Aim of the exercise:
In your answer, give each entry again exactly as it appears.

Input data:
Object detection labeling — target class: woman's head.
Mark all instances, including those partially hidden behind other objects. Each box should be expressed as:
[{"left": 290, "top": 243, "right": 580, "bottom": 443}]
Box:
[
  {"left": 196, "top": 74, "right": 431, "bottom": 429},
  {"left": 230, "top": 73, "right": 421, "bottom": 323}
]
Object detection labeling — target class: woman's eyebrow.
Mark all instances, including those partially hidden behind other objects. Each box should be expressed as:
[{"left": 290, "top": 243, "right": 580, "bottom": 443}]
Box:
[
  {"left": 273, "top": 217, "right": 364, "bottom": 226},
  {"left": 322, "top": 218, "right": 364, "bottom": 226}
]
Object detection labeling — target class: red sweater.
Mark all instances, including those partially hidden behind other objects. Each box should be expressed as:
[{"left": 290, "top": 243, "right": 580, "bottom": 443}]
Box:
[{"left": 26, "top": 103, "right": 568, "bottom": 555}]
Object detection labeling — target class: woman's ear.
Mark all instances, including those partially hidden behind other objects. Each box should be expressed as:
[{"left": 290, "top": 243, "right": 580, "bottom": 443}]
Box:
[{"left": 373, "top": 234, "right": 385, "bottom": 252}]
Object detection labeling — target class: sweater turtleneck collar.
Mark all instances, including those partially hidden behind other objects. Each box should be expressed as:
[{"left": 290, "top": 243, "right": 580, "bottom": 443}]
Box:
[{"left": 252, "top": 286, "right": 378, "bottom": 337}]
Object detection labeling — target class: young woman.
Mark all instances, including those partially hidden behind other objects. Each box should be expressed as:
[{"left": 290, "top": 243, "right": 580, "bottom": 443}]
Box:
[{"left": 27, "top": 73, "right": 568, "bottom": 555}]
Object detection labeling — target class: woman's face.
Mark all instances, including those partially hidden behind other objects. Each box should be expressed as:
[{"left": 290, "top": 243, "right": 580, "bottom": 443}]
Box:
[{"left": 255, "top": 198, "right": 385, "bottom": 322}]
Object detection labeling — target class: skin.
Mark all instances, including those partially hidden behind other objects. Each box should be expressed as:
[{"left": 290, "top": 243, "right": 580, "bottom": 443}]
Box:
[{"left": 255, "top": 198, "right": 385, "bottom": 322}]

Task answer:
Object detection labeling — target class: woman's head.
Mark all instances, including those partially hidden behind other objects. Each box should be expressed as:
[{"left": 290, "top": 243, "right": 580, "bottom": 443}]
Box:
[
  {"left": 196, "top": 74, "right": 431, "bottom": 429},
  {"left": 230, "top": 73, "right": 421, "bottom": 323}
]
Object detection labeling — target class: woman's eyebrow.
Mark all instances, including those partially hidden behind other objects. Each box should be expressed as:
[{"left": 290, "top": 243, "right": 580, "bottom": 443}]
Box:
[
  {"left": 273, "top": 217, "right": 364, "bottom": 226},
  {"left": 322, "top": 218, "right": 364, "bottom": 226}
]
Object detection labeling — target class: red sweater.
Mark all instances, including those partially hidden behind other objects. Each box should be expressed as:
[{"left": 290, "top": 243, "right": 580, "bottom": 443}]
Box:
[{"left": 26, "top": 103, "right": 568, "bottom": 555}]
Object detection labeling — target class: woman's ear.
Mark all instances, including those partially hidden behind other objects. Each box should be expressed as:
[{"left": 290, "top": 243, "right": 580, "bottom": 443}]
Box:
[{"left": 373, "top": 234, "right": 385, "bottom": 252}]
Object detection labeling — target class: sweater turtleneck collar.
Mark all instances, including those partially hidden behind other objects. Each box should be expressed as:
[{"left": 290, "top": 243, "right": 580, "bottom": 443}]
Box:
[{"left": 252, "top": 286, "right": 378, "bottom": 337}]
Object detection labeling — target class: young woman.
Mark all instances, including those partially hidden behind other objects. Each box should be expressed as:
[{"left": 290, "top": 243, "right": 580, "bottom": 443}]
Box:
[{"left": 27, "top": 73, "right": 568, "bottom": 555}]
Object detection labeling — target class: woman's face.
Mark all instances, including those partially hidden behind other objects. Each box should be expressed as:
[{"left": 290, "top": 243, "right": 580, "bottom": 443}]
Box:
[{"left": 255, "top": 198, "right": 385, "bottom": 322}]
Object detection labeling — target class: skin.
Mark all instances, including those partially hidden behind other objects. Each box should be expressed as:
[{"left": 290, "top": 243, "right": 580, "bottom": 443}]
Box:
[{"left": 255, "top": 198, "right": 385, "bottom": 322}]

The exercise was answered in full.